Exercise directions » Please reproduce, exactly and in full, the lines running from the one that contains "In this exercise you will mark each instance of the bracelet" to the end of the entries.

Records provided »
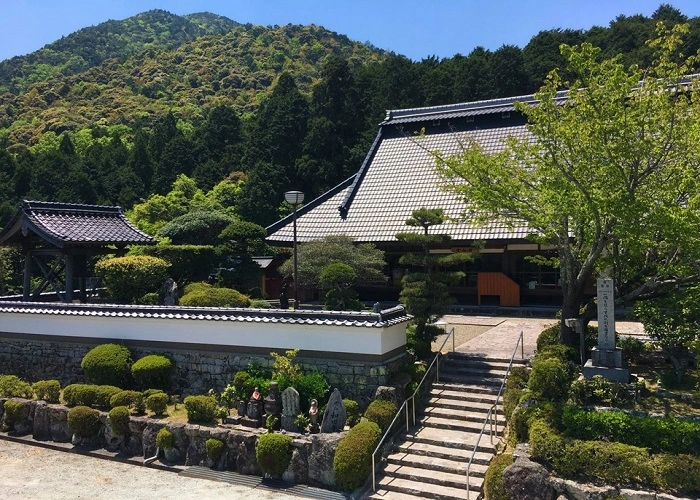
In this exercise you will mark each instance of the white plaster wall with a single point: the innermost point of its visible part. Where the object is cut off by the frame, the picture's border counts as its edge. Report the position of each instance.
(330, 338)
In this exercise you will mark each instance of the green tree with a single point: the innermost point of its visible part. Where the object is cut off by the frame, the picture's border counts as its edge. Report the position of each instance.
(366, 260)
(425, 289)
(674, 321)
(611, 177)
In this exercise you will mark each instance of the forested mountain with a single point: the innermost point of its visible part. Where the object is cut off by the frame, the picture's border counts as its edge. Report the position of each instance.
(88, 47)
(269, 108)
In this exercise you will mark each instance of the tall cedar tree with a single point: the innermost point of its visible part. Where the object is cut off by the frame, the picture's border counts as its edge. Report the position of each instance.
(425, 289)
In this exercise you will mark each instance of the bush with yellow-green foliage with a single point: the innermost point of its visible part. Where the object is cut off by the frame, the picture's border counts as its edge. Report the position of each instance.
(352, 462)
(215, 297)
(130, 278)
(273, 453)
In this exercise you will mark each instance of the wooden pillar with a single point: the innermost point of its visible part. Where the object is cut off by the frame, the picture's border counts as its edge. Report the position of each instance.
(69, 277)
(27, 276)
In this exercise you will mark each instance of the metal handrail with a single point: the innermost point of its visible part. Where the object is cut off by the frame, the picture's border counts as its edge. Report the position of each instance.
(492, 415)
(412, 399)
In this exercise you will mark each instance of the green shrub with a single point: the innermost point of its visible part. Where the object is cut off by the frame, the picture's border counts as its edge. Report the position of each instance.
(549, 379)
(352, 410)
(13, 409)
(164, 439)
(12, 386)
(215, 297)
(83, 421)
(200, 409)
(381, 412)
(124, 398)
(108, 364)
(131, 277)
(215, 448)
(157, 403)
(352, 462)
(260, 304)
(274, 452)
(80, 394)
(658, 434)
(154, 370)
(103, 395)
(47, 390)
(190, 263)
(494, 489)
(119, 420)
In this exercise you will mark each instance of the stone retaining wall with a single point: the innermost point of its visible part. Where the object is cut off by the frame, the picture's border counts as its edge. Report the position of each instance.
(312, 455)
(197, 371)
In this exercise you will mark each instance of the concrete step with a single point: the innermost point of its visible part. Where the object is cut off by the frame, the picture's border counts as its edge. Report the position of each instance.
(451, 438)
(423, 490)
(436, 464)
(437, 478)
(474, 388)
(467, 414)
(437, 451)
(454, 393)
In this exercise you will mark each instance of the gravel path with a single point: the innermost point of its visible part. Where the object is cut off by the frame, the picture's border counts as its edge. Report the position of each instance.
(30, 472)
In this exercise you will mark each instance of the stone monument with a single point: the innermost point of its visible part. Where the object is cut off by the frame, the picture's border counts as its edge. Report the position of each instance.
(335, 415)
(290, 409)
(606, 359)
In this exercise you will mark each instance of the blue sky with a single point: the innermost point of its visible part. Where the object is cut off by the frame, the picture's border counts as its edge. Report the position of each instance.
(416, 29)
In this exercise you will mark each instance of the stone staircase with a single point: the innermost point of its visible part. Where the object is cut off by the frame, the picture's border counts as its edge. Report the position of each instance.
(432, 461)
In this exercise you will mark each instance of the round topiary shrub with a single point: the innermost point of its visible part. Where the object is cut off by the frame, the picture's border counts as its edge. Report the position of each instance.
(274, 452)
(200, 409)
(157, 403)
(494, 489)
(119, 420)
(80, 394)
(164, 439)
(215, 297)
(124, 398)
(214, 447)
(83, 421)
(130, 278)
(352, 410)
(154, 370)
(108, 364)
(104, 395)
(381, 412)
(47, 390)
(353, 457)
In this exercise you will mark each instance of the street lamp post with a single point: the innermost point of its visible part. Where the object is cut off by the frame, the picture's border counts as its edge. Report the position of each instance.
(295, 198)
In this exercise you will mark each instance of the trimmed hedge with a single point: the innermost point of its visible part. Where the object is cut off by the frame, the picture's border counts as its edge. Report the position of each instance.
(494, 489)
(658, 434)
(200, 409)
(131, 277)
(381, 412)
(154, 370)
(108, 364)
(273, 453)
(119, 420)
(11, 386)
(83, 421)
(47, 390)
(614, 463)
(215, 297)
(352, 462)
(164, 439)
(157, 403)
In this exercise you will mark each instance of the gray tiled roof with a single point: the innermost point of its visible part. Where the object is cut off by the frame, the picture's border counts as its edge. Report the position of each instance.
(385, 318)
(69, 224)
(398, 178)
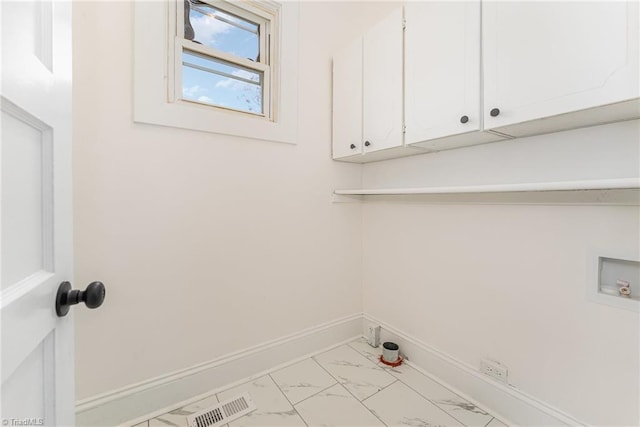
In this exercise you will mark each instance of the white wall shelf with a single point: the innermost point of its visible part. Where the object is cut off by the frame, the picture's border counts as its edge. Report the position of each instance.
(599, 184)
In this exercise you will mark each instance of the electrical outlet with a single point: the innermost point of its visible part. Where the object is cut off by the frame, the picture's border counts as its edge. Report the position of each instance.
(494, 369)
(373, 335)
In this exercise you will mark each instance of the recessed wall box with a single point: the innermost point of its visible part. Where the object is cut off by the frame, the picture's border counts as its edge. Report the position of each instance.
(618, 282)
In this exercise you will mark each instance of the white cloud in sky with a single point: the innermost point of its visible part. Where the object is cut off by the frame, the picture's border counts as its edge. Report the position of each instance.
(207, 28)
(191, 91)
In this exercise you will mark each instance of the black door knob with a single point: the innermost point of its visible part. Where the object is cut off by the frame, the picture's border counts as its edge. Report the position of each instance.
(93, 297)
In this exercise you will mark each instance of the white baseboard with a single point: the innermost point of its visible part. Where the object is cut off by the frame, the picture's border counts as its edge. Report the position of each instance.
(509, 404)
(140, 401)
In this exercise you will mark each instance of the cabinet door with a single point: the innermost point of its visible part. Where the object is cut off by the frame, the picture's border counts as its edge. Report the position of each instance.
(442, 69)
(347, 101)
(543, 59)
(382, 90)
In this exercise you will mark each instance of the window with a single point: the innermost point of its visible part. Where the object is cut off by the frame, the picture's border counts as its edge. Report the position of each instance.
(223, 56)
(228, 67)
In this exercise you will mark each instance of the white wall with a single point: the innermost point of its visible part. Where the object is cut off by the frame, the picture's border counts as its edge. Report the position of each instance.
(207, 244)
(509, 281)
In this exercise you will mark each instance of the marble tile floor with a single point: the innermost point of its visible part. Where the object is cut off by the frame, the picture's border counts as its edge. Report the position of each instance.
(346, 386)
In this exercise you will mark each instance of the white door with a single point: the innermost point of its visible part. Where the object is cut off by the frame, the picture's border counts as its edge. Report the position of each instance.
(347, 101)
(543, 59)
(382, 87)
(36, 252)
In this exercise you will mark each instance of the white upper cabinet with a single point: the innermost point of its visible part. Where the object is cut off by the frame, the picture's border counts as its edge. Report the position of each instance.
(382, 88)
(442, 73)
(571, 63)
(347, 101)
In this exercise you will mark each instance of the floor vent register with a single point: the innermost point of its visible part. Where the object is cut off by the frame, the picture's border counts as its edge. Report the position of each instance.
(222, 413)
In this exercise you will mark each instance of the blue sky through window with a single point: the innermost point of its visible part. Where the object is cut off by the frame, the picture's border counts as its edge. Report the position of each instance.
(222, 83)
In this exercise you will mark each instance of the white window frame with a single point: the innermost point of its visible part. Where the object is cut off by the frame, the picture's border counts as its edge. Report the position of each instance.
(157, 79)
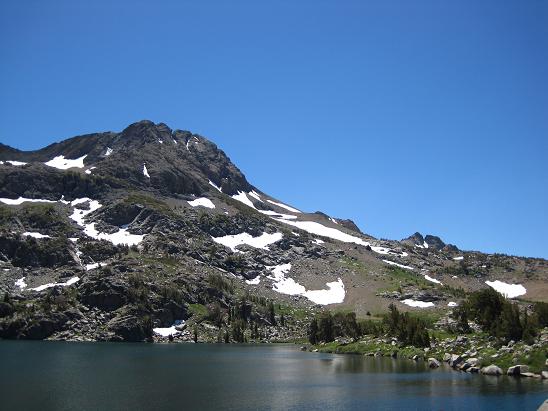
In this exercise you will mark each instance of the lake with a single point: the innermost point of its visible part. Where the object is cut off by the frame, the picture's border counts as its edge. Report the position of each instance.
(40, 375)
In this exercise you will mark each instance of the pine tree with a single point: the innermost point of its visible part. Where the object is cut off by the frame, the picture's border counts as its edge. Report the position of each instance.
(313, 332)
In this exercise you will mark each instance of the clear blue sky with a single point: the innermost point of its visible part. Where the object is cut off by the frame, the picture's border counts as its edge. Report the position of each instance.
(405, 116)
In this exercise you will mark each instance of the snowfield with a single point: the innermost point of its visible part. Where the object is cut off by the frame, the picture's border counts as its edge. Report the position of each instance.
(63, 163)
(293, 210)
(22, 200)
(35, 235)
(334, 294)
(71, 281)
(419, 304)
(433, 280)
(212, 184)
(21, 284)
(243, 198)
(13, 162)
(262, 241)
(202, 202)
(255, 195)
(282, 284)
(508, 290)
(95, 265)
(275, 215)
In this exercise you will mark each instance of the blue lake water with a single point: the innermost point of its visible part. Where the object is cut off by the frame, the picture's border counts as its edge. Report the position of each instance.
(39, 375)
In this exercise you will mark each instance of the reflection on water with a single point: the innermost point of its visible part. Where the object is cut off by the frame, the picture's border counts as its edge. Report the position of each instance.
(92, 376)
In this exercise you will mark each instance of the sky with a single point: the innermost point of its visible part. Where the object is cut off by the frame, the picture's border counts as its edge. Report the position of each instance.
(427, 116)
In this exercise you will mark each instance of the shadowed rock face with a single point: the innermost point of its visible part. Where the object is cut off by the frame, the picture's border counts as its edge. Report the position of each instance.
(178, 162)
(179, 270)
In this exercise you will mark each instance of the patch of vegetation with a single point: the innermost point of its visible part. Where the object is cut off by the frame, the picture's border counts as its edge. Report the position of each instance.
(499, 317)
(197, 310)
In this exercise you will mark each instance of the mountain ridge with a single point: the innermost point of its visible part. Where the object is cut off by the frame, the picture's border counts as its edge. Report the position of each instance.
(149, 222)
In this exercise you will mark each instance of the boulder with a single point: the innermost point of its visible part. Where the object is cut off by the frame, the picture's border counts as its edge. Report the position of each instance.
(530, 375)
(491, 370)
(433, 363)
(517, 370)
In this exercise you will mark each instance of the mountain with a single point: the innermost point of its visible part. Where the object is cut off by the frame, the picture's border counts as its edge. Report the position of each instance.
(109, 236)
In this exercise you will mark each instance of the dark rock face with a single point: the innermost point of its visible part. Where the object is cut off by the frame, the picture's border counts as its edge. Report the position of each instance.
(434, 242)
(104, 293)
(131, 325)
(178, 162)
(178, 272)
(414, 239)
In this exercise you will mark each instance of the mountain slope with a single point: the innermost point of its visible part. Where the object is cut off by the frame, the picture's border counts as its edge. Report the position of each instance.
(150, 227)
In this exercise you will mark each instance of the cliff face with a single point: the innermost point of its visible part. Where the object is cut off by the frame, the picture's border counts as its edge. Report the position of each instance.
(110, 235)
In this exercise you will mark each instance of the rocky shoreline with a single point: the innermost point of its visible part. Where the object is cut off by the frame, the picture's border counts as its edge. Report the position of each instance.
(475, 354)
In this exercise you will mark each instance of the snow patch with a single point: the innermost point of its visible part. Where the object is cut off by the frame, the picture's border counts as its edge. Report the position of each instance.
(35, 235)
(13, 162)
(211, 183)
(242, 197)
(166, 332)
(21, 283)
(334, 294)
(22, 200)
(255, 195)
(508, 290)
(282, 284)
(262, 241)
(275, 215)
(419, 304)
(288, 208)
(63, 163)
(202, 201)
(433, 280)
(398, 265)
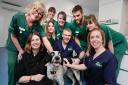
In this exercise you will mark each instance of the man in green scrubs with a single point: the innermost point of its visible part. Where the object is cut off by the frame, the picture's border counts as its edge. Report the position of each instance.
(79, 31)
(61, 24)
(78, 27)
(21, 26)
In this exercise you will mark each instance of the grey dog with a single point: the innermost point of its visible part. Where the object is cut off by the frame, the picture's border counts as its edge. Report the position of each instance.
(56, 70)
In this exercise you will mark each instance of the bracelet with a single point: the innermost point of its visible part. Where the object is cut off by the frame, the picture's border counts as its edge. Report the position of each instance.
(79, 59)
(30, 78)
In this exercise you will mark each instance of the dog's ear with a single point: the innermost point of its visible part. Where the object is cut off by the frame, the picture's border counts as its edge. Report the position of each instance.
(52, 54)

Task result »
In this exercise you will mark each instance of the bracelet with a single point: the innermost point of its visible part. Where the object is cut off by the frame, the picture's border counts as its edge. Report the position of each instance.
(79, 59)
(30, 78)
In this exercise you will mark each instance of the dog's ear with a single point: the innermost point of its visible part. Where the object is cut off by the frame, the picture's border counts as its edge. Report the position of each instance.
(52, 54)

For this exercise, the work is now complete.